## What is required
Copy exactly the lines that run from the line containing "Each instance of the woman" to the end of the material below, both ends included.

## Source records
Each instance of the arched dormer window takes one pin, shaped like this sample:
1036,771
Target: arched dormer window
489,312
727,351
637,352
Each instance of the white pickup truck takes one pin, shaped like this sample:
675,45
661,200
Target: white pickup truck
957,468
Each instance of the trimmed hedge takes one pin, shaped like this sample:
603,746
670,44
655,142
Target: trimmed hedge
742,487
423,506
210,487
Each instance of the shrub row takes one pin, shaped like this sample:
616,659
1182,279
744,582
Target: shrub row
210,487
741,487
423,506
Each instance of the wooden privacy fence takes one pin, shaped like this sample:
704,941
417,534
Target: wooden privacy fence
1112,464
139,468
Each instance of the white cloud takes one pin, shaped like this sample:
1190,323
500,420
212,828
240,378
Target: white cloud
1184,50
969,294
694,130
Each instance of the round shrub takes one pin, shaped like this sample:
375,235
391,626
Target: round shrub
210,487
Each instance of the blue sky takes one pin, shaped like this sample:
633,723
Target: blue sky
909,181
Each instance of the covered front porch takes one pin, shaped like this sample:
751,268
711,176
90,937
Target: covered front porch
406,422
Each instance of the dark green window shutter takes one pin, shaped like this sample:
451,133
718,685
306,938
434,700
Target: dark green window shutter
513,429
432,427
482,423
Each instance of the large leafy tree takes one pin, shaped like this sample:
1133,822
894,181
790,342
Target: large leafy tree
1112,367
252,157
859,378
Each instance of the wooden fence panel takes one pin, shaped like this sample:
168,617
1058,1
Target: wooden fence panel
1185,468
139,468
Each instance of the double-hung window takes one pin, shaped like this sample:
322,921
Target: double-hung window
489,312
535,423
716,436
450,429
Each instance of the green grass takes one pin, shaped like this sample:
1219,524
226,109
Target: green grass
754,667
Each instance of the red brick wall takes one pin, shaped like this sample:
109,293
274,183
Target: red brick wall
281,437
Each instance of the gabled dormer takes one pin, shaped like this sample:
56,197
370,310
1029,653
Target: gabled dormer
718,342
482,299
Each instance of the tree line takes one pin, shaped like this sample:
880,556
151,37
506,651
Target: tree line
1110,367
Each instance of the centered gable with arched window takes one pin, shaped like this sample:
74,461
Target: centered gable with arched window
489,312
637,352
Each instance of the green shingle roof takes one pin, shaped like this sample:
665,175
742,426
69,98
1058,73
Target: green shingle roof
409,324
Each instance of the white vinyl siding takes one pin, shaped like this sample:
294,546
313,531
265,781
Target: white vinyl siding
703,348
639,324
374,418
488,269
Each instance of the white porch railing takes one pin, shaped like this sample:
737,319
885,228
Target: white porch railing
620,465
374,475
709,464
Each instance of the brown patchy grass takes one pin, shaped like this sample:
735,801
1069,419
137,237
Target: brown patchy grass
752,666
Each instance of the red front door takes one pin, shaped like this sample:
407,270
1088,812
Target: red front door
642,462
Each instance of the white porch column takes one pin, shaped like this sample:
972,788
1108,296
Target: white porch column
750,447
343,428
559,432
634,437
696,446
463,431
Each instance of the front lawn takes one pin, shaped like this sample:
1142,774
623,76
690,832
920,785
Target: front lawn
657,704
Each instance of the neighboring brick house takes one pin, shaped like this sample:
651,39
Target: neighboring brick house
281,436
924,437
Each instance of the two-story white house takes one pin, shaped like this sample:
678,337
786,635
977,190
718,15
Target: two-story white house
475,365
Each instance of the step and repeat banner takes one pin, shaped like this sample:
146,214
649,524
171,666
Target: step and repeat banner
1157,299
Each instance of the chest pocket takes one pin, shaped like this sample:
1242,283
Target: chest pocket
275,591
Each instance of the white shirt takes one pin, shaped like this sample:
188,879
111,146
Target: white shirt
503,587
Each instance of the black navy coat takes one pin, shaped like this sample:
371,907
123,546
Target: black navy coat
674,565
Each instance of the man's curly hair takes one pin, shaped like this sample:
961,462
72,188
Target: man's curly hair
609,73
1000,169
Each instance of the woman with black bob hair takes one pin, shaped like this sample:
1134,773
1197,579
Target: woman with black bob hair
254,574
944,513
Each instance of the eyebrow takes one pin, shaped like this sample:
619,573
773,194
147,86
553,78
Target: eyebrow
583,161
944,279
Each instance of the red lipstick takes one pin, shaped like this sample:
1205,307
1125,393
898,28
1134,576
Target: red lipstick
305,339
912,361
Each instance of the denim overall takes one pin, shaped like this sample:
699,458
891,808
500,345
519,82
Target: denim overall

## Finished exercise
Each instance of the woman with black bob hair takes one pin, shaped like this sample:
1134,773
1197,579
Target: woman with black bob hair
254,574
944,513
Each instance of the eyebrow takes one pin, shaped like this sample:
619,573
773,194
147,86
553,78
Target: eyebrow
583,161
944,279
Each instance of the red lipstick takes one pin, shaped like this sample:
1205,307
1125,393
898,28
1134,576
Target: red lipstick
305,339
912,361
Each instance of the denim overall takes one pin, shaped like this sample:
699,458
891,808
500,345
519,82
Target: denim overall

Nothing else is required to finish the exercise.